• Description of the task: Take the listing and print it in full, exactly as given.

[Begin]

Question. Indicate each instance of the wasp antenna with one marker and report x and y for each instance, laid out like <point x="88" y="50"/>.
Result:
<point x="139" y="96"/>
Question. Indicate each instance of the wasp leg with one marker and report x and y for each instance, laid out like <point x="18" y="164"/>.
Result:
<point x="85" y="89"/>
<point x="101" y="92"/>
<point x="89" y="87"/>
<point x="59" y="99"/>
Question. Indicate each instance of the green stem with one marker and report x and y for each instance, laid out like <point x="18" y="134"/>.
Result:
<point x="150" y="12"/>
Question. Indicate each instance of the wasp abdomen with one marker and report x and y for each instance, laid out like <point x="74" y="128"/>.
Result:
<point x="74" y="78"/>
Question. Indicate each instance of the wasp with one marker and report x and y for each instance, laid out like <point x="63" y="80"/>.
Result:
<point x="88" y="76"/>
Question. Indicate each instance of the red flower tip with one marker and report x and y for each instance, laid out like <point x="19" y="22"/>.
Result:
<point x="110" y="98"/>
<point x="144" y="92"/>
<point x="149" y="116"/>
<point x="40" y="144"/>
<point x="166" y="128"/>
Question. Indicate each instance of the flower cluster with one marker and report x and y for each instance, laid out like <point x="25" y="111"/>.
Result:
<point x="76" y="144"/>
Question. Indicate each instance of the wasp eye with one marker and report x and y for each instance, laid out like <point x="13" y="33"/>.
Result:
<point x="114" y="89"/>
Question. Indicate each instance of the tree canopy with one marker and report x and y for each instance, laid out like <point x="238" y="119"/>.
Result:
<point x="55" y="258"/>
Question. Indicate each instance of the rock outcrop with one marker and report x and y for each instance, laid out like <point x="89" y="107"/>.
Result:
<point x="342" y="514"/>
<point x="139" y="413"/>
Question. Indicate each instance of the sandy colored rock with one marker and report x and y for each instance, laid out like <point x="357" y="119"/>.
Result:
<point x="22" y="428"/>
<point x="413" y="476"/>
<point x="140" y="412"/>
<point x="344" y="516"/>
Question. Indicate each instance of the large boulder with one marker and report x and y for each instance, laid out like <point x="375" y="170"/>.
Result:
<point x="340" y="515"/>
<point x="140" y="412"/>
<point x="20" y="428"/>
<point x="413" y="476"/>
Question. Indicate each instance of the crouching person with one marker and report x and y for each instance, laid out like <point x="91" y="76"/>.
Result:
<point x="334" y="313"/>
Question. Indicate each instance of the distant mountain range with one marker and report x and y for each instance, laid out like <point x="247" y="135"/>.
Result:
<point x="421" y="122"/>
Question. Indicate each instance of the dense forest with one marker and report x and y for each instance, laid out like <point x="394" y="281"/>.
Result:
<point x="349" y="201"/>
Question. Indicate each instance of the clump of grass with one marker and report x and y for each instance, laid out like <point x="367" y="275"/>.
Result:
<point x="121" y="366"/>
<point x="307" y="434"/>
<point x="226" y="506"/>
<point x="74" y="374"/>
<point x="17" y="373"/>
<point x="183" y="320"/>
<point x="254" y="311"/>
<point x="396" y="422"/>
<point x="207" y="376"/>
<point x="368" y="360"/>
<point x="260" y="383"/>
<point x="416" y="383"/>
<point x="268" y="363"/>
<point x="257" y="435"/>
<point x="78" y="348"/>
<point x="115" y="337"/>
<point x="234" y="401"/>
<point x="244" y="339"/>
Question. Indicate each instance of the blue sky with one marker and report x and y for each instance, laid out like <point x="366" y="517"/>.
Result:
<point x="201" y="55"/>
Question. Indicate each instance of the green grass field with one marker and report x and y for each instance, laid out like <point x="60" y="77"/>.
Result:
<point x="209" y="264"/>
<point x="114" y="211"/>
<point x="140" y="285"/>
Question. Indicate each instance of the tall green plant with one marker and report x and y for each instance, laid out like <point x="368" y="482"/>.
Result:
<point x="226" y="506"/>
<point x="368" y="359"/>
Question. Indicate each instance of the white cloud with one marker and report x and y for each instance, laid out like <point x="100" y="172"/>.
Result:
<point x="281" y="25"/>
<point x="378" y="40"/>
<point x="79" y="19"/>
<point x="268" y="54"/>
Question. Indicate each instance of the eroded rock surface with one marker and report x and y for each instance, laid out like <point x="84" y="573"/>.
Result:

[End]

• Result for this exercise:
Question. Indicate each instance of the wasp antenna with one marker and report x and y for each instance, laid out like <point x="88" y="50"/>.
Result:
<point x="139" y="96"/>
Question. Indicate each instance of the wasp leg with one marker and report x and y for each instance, laid out like <point x="18" y="164"/>.
Result:
<point x="85" y="89"/>
<point x="101" y="92"/>
<point x="89" y="87"/>
<point x="59" y="99"/>
Question. Indicate each instance of the green stem with one marker and report x and y for each instance, laid out like <point x="18" y="134"/>.
Result:
<point x="150" y="12"/>
Question. Indicate each instance of the wasp abdomen with one marker and report x and y for each instance, laid out like <point x="74" y="128"/>.
Result:
<point x="74" y="78"/>
Question. Indicate each instance of the wasp with one marker and report x and y for each instance, laid out like <point x="63" y="80"/>.
Result:
<point x="88" y="76"/>
Question. Indicate each instance of the red flower tip with one marker and report x and y for each instance, laid out like <point x="19" y="22"/>.
Result:
<point x="110" y="98"/>
<point x="144" y="92"/>
<point x="149" y="116"/>
<point x="40" y="144"/>
<point x="166" y="128"/>
Question. Indicate each instance of the flower cluster with one marker and report x and y for each instance, laid out like <point x="25" y="111"/>.
Result:
<point x="76" y="144"/>
Question. Indicate each instance of the wasp eye with one marker and report x and y for each instance, laid out like <point x="13" y="33"/>.
Result:
<point x="114" y="89"/>
Question. Indicate each instance of the tree canopy with one marker and report x and y for each instance, laid out like <point x="238" y="119"/>.
Result:
<point x="55" y="258"/>
Question. Indicate each instance of the rock outcrop with one marker and report x and y for each instance, laid out like <point x="89" y="107"/>.
Result:
<point x="342" y="514"/>
<point x="139" y="413"/>
Question. Indicate each instance of the sandy colored rock with one marker and report x and y for each instance, laid out like <point x="357" y="119"/>.
Result:
<point x="22" y="428"/>
<point x="413" y="476"/>
<point x="140" y="412"/>
<point x="344" y="516"/>
Question. Indicate each instance of the large boulder with one marker and report x and y for each instance, laid out like <point x="375" y="170"/>.
Result:
<point x="340" y="515"/>
<point x="140" y="412"/>
<point x="20" y="428"/>
<point x="413" y="476"/>
Question. Indicate each instance of the crouching person with one marker and report x and y for each instance, laid out like <point x="91" y="76"/>.
Result:
<point x="334" y="313"/>
Question. Indicate each instance of the distant mountain range with one marker and report x and y for each instance, laid out like <point x="247" y="135"/>.
Result:
<point x="421" y="122"/>
Question. Indicate each instance of the dense forest with one marker and report x and y for each instance, laid out like <point x="394" y="281"/>.
Result:
<point x="349" y="201"/>
Question. Indicate each instance of the clump of grass with one marker and report x and y for each instance, laid out like <point x="367" y="275"/>.
Result:
<point x="121" y="366"/>
<point x="307" y="434"/>
<point x="226" y="506"/>
<point x="74" y="374"/>
<point x="17" y="373"/>
<point x="183" y="320"/>
<point x="254" y="311"/>
<point x="396" y="422"/>
<point x="207" y="376"/>
<point x="368" y="360"/>
<point x="260" y="383"/>
<point x="416" y="383"/>
<point x="268" y="363"/>
<point x="257" y="435"/>
<point x="78" y="348"/>
<point x="115" y="337"/>
<point x="234" y="401"/>
<point x="244" y="339"/>
Question. Indicate each instance of the blue sky with one marker and report x and y for each instance, laid out like <point x="366" y="517"/>.
Result:
<point x="201" y="55"/>
Question. Indicate each instance of the green grass field with one marker and report x and y for each instance, laid out like <point x="60" y="77"/>.
Result:
<point x="209" y="264"/>
<point x="114" y="211"/>
<point x="140" y="285"/>
Question. Indicate each instance of the tall green plant with one marker and report x and y for each instance, laid out like <point x="368" y="482"/>.
Result:
<point x="226" y="506"/>
<point x="368" y="359"/>
Question. Indicate each instance of the white cloud with one marker and report x and y for each instance, laid out like <point x="100" y="172"/>.
Result:
<point x="281" y="25"/>
<point x="378" y="40"/>
<point x="79" y="19"/>
<point x="268" y="54"/>
Question. Indicate each instance of the eroded rock surface with one marker and report x and y for each instance, laid out like <point x="84" y="573"/>.
Result:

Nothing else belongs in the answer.